* **Prompt**: Please rewrite all the rows below, replacing "Query" with "Label" and leaving everything else unchanged. Omit the pictures from your answer.

* **Items**:
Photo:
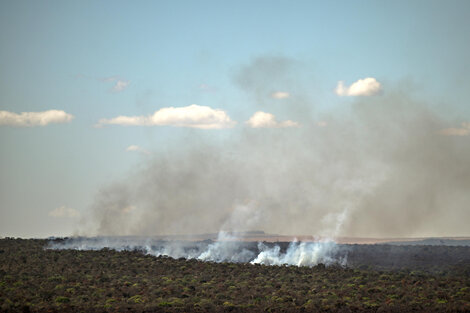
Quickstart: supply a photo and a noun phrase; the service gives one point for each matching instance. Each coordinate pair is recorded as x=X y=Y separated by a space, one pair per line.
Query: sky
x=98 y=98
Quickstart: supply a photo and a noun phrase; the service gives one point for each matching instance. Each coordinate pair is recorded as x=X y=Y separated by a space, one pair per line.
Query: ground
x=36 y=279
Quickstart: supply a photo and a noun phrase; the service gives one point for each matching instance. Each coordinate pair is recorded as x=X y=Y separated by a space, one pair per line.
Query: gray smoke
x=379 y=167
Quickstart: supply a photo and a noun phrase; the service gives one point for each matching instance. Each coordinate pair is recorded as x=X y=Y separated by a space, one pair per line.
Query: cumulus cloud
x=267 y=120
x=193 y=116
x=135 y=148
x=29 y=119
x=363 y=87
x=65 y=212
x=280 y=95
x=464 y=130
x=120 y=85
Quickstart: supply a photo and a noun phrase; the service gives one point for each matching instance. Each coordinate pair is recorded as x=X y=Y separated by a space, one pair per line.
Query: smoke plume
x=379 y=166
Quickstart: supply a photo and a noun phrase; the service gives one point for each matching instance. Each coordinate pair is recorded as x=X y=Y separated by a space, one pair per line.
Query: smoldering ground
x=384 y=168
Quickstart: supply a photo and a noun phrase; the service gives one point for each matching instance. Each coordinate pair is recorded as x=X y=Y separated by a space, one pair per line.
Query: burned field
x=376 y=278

* **Answer to this task**:
Photo:
Quickstart: supply a photo and a noun phrase; the service gives one point for each matching instance. Each coordinate pair is recorded as x=X y=Y separated by a space, one pair per line.
Label: sky
x=98 y=98
Quickstart: supply a photo and a noun phrase; the service gives one point for each matching instance. Each coordinate pair is recorded as x=X y=Y separated by a space, one pair per line.
Label: ground
x=36 y=279
Quickstart: supply a photo and a noun phrase; the service gives one point for each matching instance. Each coordinate pair is recorded as x=X y=Y separated by a space, one pair per line.
Label: gray smoke
x=379 y=167
Quickstart: supply a photo and a noun phrase; the service gives one point for each matching instance. Each coordinate pair is recorded as x=X y=Y separated by a space, one pair per line.
Label: cumulus cloud
x=267 y=120
x=193 y=116
x=135 y=148
x=29 y=119
x=363 y=87
x=65 y=212
x=280 y=95
x=464 y=130
x=120 y=85
Quickstart: supply a photo and a noun phrase; the service gives one point for each matching instance. Each coordinate pair is recorded as x=X y=Y separated by a space, one pair per line.
Label: smoke plume
x=379 y=166
Quickstart: supply a photo and a noun phrase; the service gives one point for each matching instance. Each coordinate pair is recorded as x=X y=Y separated by a space, one pair per line.
Label: smoldering ground
x=384 y=168
Quickstart: supply a photo and a noun phrase; the service gives one point for each matching instance. Each coordinate pair is recorded as x=X y=Y separated by a space, one pair per line.
Label: burned field
x=376 y=278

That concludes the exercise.